▸ **SUPPLIED TEXT**
▽
# mobile



## Boomer (May 13, 2006)

open first wide open triple two ret. long middle bird 450 yards. Dogs are rolling to the right behind flyer or hanging up in the high cover about half way out. very good marking test. will not finish today. MORE LATER


----------



## TimThurby (May 22, 2004)

Heard the Q had 2 dogs left to run the 4th series in the morning.

Don't have any callbacks though.

Tim


----------



## Bear00 (Jul 13, 2008)

Over 20 dogs left to run in the Open 1st.


----------



## TimThurby (May 22, 2004)

Qualifying Results:

1st - 7 Cruisin' Hallowed Grounds O/Tim & Shannon Thurby H/Joe Harp
2nd - 16 BLACKHORSE THE MISHAP O/Susan Krechel H/Joe Harp 
3rd - 24 Maggie's Black Diamond II O/Ron Bradshaw H/Joe Harp
4th - 21 Sweetwater Raider Six O/Thomas Harvey H/Mike Harvey 
RJam - 22 Rainy River Lucky O/Marsha McGee H/Marsha McGee or Wayne Curtis

Congrats to the all Twin Oak Crew on the taking the top three placements.

Tim


----------



## FOM (Jan 17, 2003)

Congrats to Team Bones on your Q win!


----------



## BBnumber1 (Apr 5, 2006)

Congrats on Bones win Tim...


----------



## TMURRAY (Feb 17, 2005)

Congrats to Tim and Shannon and Team Bones on your Q win!!!!! Way to go guys!!

Troy


----------



## Howard N (Jan 3, 2003)

*Good going Bones!!*


----------



## Jason E. (Sep 9, 2004)

Congrats Tim


----------



## Steve (Jan 4, 2003)

Congrats Tim, Shannon & Bones. Good job by Joey taking 1, 2, & 3. Hope the open goes as well and maybe Chef, Duke & Lassie can go to Disneyland.


----------



## croppiemstr (Feb 12, 2009)

WAY TO GO BOOOOOONNNNNESSSSS Congrats Mr. Tim, Miss. Shannon and handler Mr. Joe


----------



## Brent McDowell (Jul 2, 2008)
△
▸ **WHAT IS ASKED**
1. Answer each question from the thread.
(a) How long is the middle bird in the Open first series?
(b) Who handled the dog that placed fourth in the Qualifying?
(c) How many dogs were left to run the 4th series of the Q, according to what TimThurby heard?
2. Say whether each statement agrees with the thread. Answer yes or no, and quote the deciding words.
(a) Fewer than 10 dogs were left to run in the Open 1st.
(b) Boomer expected the Open first series to finish that day.
(c) Rainy River Lucky took the RJam in the Qualifying.
3. List every dog named in the Qualifying results in the thread.

▸ **DATA SECTION**
▽
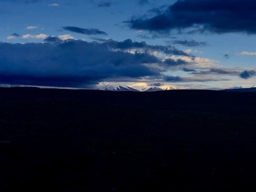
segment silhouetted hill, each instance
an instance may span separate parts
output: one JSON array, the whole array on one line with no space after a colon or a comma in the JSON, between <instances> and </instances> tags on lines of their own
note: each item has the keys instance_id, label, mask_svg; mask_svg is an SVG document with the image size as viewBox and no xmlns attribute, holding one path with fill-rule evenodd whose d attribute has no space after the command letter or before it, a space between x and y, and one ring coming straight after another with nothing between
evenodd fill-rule
<instances>
[{"instance_id":1,"label":"silhouetted hill","mask_svg":"<svg viewBox=\"0 0 256 192\"><path fill-rule=\"evenodd\" d=\"M225 92L256 92L256 88L252 87L249 88L237 88L223 90Z\"/></svg>"},{"instance_id":2,"label":"silhouetted hill","mask_svg":"<svg viewBox=\"0 0 256 192\"><path fill-rule=\"evenodd\" d=\"M255 96L0 88L0 191L253 189Z\"/></svg>"}]
</instances>

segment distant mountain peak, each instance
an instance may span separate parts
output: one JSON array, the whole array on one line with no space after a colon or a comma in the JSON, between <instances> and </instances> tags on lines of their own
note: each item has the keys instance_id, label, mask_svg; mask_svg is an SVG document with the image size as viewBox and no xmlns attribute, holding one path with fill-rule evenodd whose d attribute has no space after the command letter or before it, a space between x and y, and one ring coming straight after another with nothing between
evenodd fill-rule
<instances>
[{"instance_id":1,"label":"distant mountain peak","mask_svg":"<svg viewBox=\"0 0 256 192\"><path fill-rule=\"evenodd\" d=\"M129 86L118 86L118 87L116 87L116 88L114 89L114 91L116 92L140 92L139 90L132 88L131 87Z\"/></svg>"}]
</instances>

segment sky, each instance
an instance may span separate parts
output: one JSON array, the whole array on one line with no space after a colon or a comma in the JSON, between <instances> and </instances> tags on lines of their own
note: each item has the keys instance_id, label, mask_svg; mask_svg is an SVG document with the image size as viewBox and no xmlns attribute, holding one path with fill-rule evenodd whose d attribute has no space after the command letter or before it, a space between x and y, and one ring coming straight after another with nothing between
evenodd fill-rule
<instances>
[{"instance_id":1,"label":"sky","mask_svg":"<svg viewBox=\"0 0 256 192\"><path fill-rule=\"evenodd\" d=\"M256 1L0 0L0 86L253 87Z\"/></svg>"}]
</instances>

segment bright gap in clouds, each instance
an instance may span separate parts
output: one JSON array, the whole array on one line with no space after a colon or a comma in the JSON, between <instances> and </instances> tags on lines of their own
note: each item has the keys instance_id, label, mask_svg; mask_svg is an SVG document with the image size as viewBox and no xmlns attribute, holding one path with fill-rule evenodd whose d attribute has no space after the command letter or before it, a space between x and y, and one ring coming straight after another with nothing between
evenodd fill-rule
<instances>
[{"instance_id":1,"label":"bright gap in clouds","mask_svg":"<svg viewBox=\"0 0 256 192\"><path fill-rule=\"evenodd\" d=\"M0 83L252 86L256 3L228 2L0 1Z\"/></svg>"}]
</instances>

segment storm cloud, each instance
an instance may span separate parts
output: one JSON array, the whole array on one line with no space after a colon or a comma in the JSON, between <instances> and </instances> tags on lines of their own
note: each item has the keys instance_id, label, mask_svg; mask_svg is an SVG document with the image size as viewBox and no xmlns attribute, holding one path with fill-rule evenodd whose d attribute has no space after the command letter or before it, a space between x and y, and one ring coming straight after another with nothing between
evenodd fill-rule
<instances>
[{"instance_id":1,"label":"storm cloud","mask_svg":"<svg viewBox=\"0 0 256 192\"><path fill-rule=\"evenodd\" d=\"M256 72L253 70L244 70L239 74L241 78L245 79L249 79L255 76L256 76Z\"/></svg>"},{"instance_id":2,"label":"storm cloud","mask_svg":"<svg viewBox=\"0 0 256 192\"><path fill-rule=\"evenodd\" d=\"M164 80L168 82L182 82L183 81L182 78L179 76L165 76Z\"/></svg>"},{"instance_id":3,"label":"storm cloud","mask_svg":"<svg viewBox=\"0 0 256 192\"><path fill-rule=\"evenodd\" d=\"M132 17L132 29L150 31L189 29L187 32L256 33L256 1L252 0L182 0L154 17Z\"/></svg>"},{"instance_id":4,"label":"storm cloud","mask_svg":"<svg viewBox=\"0 0 256 192\"><path fill-rule=\"evenodd\" d=\"M175 45L182 45L186 47L205 46L207 44L205 42L196 42L195 40L173 40L172 43Z\"/></svg>"},{"instance_id":5,"label":"storm cloud","mask_svg":"<svg viewBox=\"0 0 256 192\"><path fill-rule=\"evenodd\" d=\"M108 78L159 76L142 65L158 62L154 56L113 51L106 44L56 40L50 37L46 41L51 44L0 44L0 83L83 86Z\"/></svg>"},{"instance_id":6,"label":"storm cloud","mask_svg":"<svg viewBox=\"0 0 256 192\"><path fill-rule=\"evenodd\" d=\"M106 32L100 31L98 29L84 29L74 26L63 27L62 29L71 32L84 34L88 35L108 35L108 34Z\"/></svg>"}]
</instances>

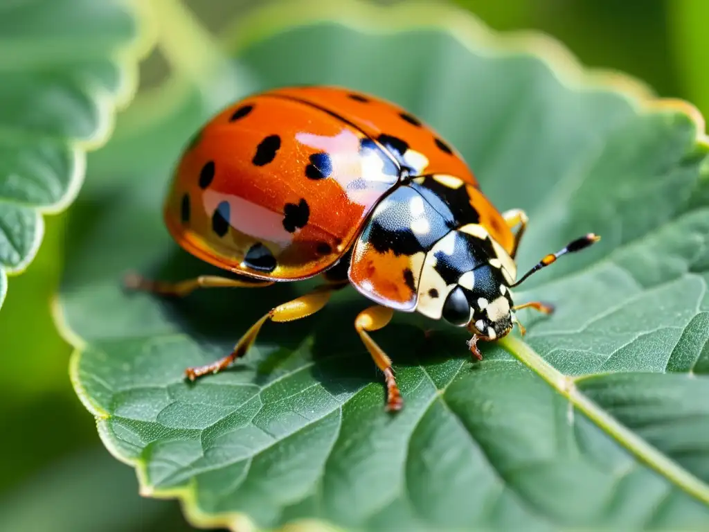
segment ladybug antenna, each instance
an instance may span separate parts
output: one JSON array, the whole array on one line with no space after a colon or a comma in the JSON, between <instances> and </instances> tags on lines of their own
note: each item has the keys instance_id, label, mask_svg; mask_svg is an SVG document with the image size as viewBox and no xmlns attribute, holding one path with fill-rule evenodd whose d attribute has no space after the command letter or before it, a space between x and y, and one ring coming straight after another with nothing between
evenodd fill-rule
<instances>
[{"instance_id":1,"label":"ladybug antenna","mask_svg":"<svg viewBox=\"0 0 709 532\"><path fill-rule=\"evenodd\" d=\"M568 244L566 244L566 246L564 249L561 250L560 251L557 251L556 253L549 253L543 259L542 259L540 261L539 261L539 263L536 266L535 266L530 271L528 271L527 273L523 275L522 278L519 281L515 282L514 284L513 284L510 287L510 288L514 288L515 287L521 284L522 282L524 282L525 279L526 279L527 277L528 277L532 274L535 273L535 272L538 272L542 268L545 268L547 266L549 266L549 265L553 264L554 262L557 262L557 259L558 259L562 255L566 255L566 253L576 253L576 251L581 251L581 250L588 248L591 244L596 243L600 240L601 240L600 236L593 233L589 233L588 235L584 235L580 238L576 238L575 240L569 242Z\"/></svg>"}]
</instances>

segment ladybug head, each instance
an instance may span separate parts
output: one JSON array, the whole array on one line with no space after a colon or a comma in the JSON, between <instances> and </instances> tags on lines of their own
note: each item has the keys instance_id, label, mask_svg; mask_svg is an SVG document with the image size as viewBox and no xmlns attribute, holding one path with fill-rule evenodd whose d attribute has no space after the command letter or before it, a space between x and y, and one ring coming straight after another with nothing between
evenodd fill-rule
△
▸ **ANSWER SET**
1.
(a) 450 yards
(b) Mike Harvey
(c) 2

2.
(a) No: "Over 20 dogs left to run in the Open 1st."
(b) No: "will not finish today."
(c) Yes: "RJam - 22 Rainy River Lucky"

3.
Cruisin' Hallowed Grounds
BLACKHORSE THE MISHAP
Maggie's Black Diamond II
Sweetwater Raider Six
Rainy River Lucky